*EXCERPTED TEXT:*

On 05/29/2019 04:09 AM, Johannes Berg wrote:
> On Tue, 2019-05-28 at 12:36 -0500, Denis Kenzior wrote:
>>
>> I'm guessing that you guys considered and rejected the idea of pushing
>> these out to a separate, vendor specific genl family instead?
> 
> We do actually use that internally (though mostly for cases where we
> don't have a cfg80211 connection like manufacturing support), but vendor
> commands are there and people do like to use them :-)

And herein lies the danger.  If you make it too easy to add vendor APIs, 
there's no incentive for the vendors to do anything else.  In the end 
this all becomes a mess for userspace to deal with.

One idea off the top of my head is to introduce a concept of 
'experimental' APIs in NL80211, ones that are not guaranteed to be ABI 
stable going forward.  Specifically for dealing with such 'vendor' APIs. 
  The semantic difference might be subtle, but I think the effect will 
be drastically different.  E.g. people will approach this more seriously 
and you will get more people reviewing the API.

> 
> The idea with formalizing this is that they actually get more
> visibility, and I hope that this will lead to more forming of real
> nl80211 API too.

What about ABI guarantees (to tie it in with the discussion above) ?
If the vendor wants to change their API, can they?  Are NL80211 APIs 
stable unless they are vendor APIs?

*PROBLEMS TO SOLVE:*
(1) Answer these questions from the vendor API email:
(a) In Johannes Berg's quoted lines, for what kind of cases is a separate vendor-specific genl family used internally?
(b) What concept does the unquoted reply suggest introducing in NL80211?
(c) What two outcomes does Johannes Berg hope formalizing vendor commands will bring?
(2) Pick up the vendor API email after its final question and carry it on in the same voice.

*DATA ENTRIES:*
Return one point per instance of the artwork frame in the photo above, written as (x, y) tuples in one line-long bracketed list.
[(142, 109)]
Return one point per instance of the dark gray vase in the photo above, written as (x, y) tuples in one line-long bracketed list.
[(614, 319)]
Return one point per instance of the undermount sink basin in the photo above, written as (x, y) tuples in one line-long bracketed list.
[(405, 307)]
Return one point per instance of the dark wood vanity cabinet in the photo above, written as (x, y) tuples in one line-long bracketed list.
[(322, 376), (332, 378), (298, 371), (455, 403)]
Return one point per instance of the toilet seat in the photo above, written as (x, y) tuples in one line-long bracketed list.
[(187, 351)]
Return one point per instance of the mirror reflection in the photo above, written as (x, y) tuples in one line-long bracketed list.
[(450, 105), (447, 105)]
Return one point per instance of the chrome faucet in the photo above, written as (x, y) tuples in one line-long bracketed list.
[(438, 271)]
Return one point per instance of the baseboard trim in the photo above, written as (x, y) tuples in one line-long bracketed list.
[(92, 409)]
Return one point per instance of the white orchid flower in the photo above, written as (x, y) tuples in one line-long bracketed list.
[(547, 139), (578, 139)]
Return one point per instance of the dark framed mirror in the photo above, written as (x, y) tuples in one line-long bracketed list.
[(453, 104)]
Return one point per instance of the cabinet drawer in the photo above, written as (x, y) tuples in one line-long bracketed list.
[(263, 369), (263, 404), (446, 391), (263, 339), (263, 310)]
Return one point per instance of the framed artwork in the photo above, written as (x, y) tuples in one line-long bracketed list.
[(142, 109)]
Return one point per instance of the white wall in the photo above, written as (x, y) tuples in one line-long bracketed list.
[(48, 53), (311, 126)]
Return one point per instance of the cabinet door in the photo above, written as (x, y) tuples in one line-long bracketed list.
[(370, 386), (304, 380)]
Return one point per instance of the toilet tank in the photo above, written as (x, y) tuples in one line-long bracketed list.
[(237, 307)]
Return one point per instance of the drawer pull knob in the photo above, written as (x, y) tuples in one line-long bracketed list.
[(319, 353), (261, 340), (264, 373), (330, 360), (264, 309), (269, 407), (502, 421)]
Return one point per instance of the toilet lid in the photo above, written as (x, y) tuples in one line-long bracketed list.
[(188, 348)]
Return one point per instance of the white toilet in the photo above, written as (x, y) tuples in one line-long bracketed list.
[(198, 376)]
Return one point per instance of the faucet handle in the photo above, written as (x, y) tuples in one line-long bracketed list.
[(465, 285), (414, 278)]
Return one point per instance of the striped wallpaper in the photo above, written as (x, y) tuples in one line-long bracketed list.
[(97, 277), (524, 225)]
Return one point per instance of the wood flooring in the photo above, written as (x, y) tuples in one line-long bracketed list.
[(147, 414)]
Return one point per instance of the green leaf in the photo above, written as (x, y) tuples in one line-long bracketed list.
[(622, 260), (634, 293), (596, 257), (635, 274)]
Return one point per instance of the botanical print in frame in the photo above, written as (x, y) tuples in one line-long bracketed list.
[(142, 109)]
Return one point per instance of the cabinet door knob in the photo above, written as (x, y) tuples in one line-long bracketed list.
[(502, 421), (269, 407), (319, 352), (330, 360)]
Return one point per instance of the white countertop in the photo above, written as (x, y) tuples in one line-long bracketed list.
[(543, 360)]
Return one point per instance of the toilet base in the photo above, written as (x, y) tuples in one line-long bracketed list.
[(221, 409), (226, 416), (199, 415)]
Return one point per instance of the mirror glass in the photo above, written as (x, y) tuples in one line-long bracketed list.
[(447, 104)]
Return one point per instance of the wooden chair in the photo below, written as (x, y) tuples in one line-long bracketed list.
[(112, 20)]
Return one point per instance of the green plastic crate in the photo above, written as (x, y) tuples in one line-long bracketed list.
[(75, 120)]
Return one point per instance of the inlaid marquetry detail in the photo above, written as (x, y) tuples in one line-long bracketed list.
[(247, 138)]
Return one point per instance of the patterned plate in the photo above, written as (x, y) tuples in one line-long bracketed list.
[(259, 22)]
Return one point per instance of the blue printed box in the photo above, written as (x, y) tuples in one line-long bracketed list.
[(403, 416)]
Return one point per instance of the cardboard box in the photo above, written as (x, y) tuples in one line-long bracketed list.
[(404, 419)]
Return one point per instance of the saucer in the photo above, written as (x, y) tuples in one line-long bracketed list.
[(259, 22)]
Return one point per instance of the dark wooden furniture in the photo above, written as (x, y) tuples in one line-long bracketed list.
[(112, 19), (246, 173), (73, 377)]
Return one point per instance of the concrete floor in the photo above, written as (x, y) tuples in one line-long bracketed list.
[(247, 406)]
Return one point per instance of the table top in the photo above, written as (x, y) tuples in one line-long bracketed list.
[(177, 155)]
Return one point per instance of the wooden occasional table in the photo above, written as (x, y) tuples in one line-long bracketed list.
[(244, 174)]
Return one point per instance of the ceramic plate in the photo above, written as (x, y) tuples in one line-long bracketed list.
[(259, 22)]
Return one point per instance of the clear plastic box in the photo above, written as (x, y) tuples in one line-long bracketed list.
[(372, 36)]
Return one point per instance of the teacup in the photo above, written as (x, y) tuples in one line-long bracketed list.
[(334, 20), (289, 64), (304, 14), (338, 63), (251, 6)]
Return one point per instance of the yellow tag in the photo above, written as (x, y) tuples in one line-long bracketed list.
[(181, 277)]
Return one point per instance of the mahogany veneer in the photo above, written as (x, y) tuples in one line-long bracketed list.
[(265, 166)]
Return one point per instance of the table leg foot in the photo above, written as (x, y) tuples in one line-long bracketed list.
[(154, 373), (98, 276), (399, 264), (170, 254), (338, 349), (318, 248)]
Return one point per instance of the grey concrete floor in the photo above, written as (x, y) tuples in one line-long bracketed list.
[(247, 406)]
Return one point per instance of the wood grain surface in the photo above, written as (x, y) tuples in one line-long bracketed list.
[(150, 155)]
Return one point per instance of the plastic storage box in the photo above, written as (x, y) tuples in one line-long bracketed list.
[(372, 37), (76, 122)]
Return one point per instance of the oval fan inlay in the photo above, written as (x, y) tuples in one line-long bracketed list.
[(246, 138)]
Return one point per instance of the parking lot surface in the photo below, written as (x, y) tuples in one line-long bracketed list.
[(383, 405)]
* * *
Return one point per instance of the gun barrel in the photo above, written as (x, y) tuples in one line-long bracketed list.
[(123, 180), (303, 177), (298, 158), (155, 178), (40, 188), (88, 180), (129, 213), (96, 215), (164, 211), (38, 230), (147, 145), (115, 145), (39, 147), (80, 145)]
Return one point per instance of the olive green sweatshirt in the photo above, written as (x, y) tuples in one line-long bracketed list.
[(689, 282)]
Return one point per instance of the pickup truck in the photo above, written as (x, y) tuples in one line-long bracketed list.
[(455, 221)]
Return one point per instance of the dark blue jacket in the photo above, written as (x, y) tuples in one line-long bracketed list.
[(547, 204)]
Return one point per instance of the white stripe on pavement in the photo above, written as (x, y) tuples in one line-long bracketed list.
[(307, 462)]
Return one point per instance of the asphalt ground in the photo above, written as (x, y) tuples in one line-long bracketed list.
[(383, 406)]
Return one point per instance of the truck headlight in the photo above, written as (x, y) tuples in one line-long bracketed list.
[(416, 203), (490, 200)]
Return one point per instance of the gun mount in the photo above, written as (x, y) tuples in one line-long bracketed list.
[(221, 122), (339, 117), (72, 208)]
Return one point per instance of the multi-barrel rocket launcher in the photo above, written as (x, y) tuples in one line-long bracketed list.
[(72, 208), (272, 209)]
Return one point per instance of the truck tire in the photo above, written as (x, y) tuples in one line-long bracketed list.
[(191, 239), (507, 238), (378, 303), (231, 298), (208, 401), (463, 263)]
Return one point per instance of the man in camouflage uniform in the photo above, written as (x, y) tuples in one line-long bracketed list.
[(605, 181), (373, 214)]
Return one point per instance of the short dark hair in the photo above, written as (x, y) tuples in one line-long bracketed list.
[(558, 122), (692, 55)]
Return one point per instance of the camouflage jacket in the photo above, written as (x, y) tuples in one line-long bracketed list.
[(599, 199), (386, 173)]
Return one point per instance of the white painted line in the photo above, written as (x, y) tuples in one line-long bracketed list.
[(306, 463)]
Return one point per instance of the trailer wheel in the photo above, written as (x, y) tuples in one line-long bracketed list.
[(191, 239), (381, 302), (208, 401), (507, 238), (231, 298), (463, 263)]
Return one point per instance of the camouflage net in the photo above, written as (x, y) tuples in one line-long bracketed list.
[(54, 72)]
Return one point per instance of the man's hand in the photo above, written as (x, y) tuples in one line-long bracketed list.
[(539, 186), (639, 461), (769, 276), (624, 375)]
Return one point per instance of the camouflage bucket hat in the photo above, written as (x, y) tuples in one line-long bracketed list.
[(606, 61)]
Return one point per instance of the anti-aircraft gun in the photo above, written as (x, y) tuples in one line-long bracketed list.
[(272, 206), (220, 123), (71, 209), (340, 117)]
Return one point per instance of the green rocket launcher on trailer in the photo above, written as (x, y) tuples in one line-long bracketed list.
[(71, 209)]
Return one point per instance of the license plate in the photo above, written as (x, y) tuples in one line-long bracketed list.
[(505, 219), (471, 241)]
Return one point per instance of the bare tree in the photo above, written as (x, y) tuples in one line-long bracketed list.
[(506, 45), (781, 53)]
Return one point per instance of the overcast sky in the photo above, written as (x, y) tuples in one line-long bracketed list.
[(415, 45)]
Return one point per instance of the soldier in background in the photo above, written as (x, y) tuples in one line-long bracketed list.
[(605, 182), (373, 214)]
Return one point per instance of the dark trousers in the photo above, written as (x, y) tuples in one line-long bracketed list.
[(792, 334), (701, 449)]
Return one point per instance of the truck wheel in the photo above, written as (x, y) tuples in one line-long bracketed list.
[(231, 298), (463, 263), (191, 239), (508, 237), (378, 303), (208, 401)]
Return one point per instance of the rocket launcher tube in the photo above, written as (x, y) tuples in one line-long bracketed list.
--
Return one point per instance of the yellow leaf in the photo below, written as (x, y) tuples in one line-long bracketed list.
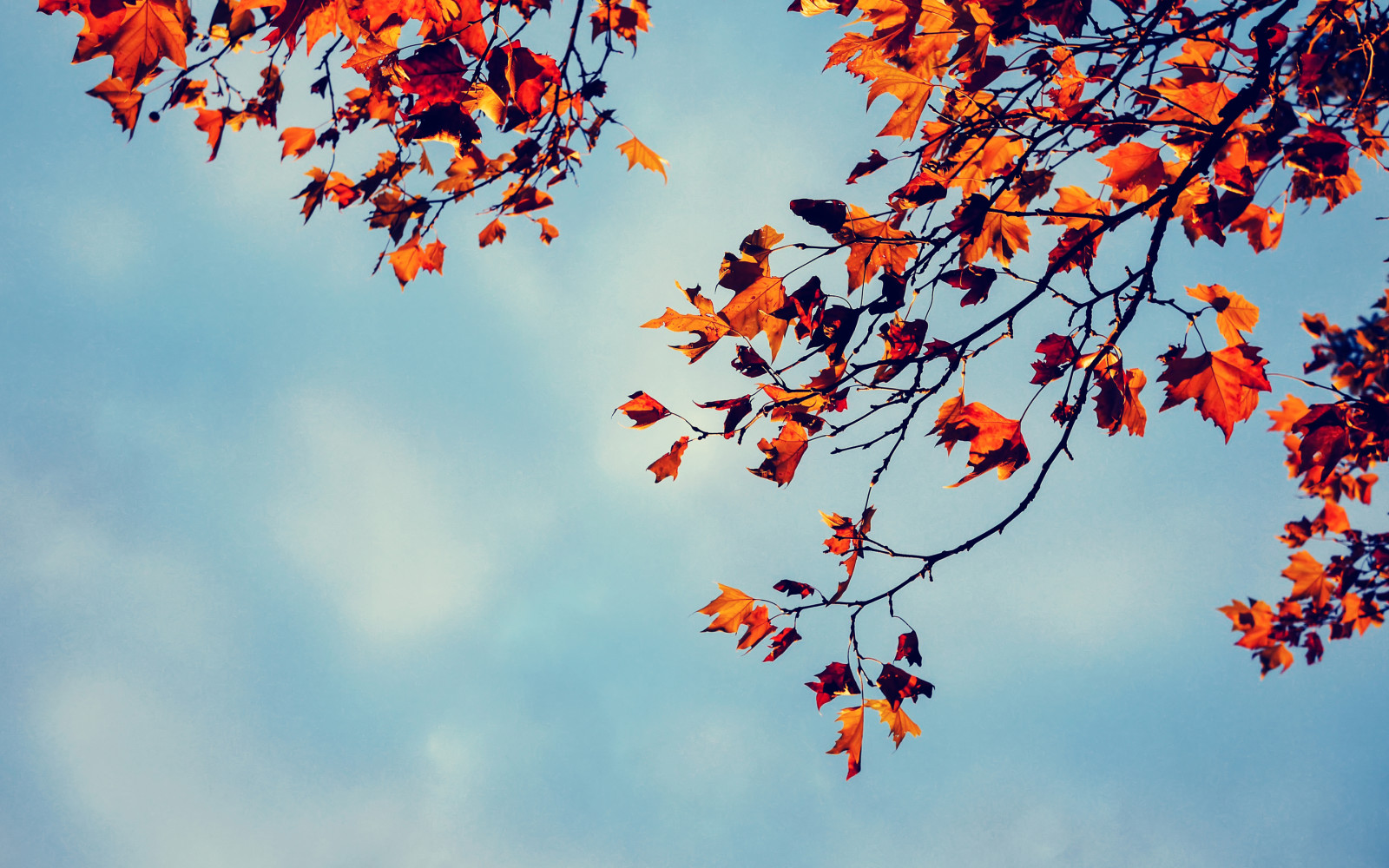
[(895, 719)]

*RESULTS:*
(1)
(a) Mostly cases without a cfg80211 connection, such as manufacturing support.
(b) 'Experimental' APIs in NL80211 that are not guaranteed to be ABI stable going forward.
(c) More visibility for vendor commands and, he hopes, more forming of real nl80211 API.

(2)
Anyhow, speaking from experience with oFono, which has to deal with a 
bazillion of wwan modem vendors, I suspect that the opposite will 
actually happen.  Any time we let through a vendor API, the vendor lost 
any interest in generalizing it further.  And it becomes a huge pain to 
implement a proper generic one later.  I get that there are cases where 
something just cannot be generalized.  In that case it belongs on a 
separate genl family (or whatever) altogether.

So I would highly encourage you to reconsider this decision and 
deprecate vendor APIs altogether.  If someone really cares, they can 
implement their own genl family.  It is really not that hard.  And then 
they control the API, API stability policy, etc.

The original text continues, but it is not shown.